## Begin WORKING DATA

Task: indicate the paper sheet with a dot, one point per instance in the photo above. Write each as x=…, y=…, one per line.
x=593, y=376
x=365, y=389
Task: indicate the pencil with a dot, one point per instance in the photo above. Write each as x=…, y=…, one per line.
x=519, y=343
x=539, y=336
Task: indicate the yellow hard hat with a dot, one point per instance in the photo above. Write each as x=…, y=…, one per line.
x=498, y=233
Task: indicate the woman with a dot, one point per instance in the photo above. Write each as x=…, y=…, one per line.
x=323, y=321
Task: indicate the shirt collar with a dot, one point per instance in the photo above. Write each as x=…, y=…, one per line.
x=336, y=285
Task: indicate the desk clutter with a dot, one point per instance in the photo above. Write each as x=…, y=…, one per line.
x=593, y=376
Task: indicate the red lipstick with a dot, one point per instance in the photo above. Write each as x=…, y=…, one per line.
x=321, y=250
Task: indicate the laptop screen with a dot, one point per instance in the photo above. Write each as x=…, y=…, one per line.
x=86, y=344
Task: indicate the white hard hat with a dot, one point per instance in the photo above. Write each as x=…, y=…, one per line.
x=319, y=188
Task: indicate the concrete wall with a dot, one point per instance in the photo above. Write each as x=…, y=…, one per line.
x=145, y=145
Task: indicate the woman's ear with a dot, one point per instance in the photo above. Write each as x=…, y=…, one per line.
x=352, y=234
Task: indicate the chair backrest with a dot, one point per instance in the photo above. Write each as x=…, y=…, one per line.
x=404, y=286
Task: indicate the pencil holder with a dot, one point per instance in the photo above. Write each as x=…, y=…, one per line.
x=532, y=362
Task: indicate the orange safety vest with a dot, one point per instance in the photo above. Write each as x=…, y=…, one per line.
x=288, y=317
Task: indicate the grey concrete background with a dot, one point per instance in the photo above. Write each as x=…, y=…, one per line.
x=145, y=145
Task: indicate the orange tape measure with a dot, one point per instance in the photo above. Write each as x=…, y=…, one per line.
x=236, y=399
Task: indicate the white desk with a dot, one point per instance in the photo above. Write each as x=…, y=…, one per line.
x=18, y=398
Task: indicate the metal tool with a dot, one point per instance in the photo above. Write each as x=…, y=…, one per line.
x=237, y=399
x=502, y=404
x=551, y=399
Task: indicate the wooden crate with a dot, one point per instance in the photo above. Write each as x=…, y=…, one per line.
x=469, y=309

## End WORKING DATA

= TASK TO CARRY OUT =
Revise all of the items above, changing every occurrence of "indicate" to "mark" and keeping everything else the same.

= TASK SOLUTION =
Task: mark the paper sheet with a dot, one point per instance in the photo above. Write each as x=…, y=…, one per line.
x=593, y=376
x=365, y=389
Task: mark the pencil with a dot, one point per instance in the photo above. Write each as x=…, y=…, one per line.
x=519, y=343
x=539, y=336
Task: mark the yellow hard hat with a dot, one point per instance in the photo above. Write each as x=…, y=…, one per line.
x=498, y=233
Task: mark the woman with a dot, one point per instance in the photo above. Write each as x=…, y=…, one per line.
x=323, y=321
Task: mark the shirt collar with a dot, one point per instance in the photo above. Write each as x=…, y=…, one per line.
x=336, y=285
Task: mark the desk clutter with a dot, one point per instance in the photo above. Write each as x=…, y=…, one per line.
x=593, y=376
Task: mark the red lipstick with a dot, one point per instance in the photo above. Write each as x=…, y=…, one per line.
x=321, y=250
Task: mark the laptop screen with a dot, one point per instance in the photo above. Write each as x=…, y=…, one per line.
x=86, y=344
Task: mark the white hard hat with a dot, one point per instance in the photo above. Write each as x=…, y=…, one per line.
x=319, y=188
Task: mark the concrete wall with a dot, one point per instance in the photo above. Write each as x=…, y=…, one per line.
x=145, y=145
Task: mark the woman's ear with a dot, one point per instance in the photo above. Write each as x=…, y=…, one per line.
x=352, y=234
Task: mark the chair backrest with a dot, one point per instance in the photo above. Write each as x=…, y=…, one per line.
x=404, y=286
Task: mark the pencil holder with a dot, one point per instance in the photo above. Write each as x=…, y=…, one per line.
x=532, y=362
Task: mark the orange safety vest with a dot, one point per instance in the photo above. Write each as x=…, y=…, one per line.
x=288, y=317
Task: mark the grey concrete background with a dot, one point per instance in the photo above. Write each as x=…, y=…, one per line.
x=145, y=145
Task: mark the orange tape measure with a dot, one point per instance in the photo above. Write each as x=…, y=…, one per line.
x=236, y=399
Task: mark the white desk with a dot, one point per instance in the photo above. Write each as x=…, y=…, one per line.
x=18, y=398
Task: mark the metal tool with a dot, one point per instance in the photo above. Write each as x=…, y=…, one per line.
x=237, y=399
x=502, y=404
x=551, y=399
Task: mark the wooden crate with a dot, one point per instance in the photo above. Write each as x=…, y=…, one per line.
x=469, y=309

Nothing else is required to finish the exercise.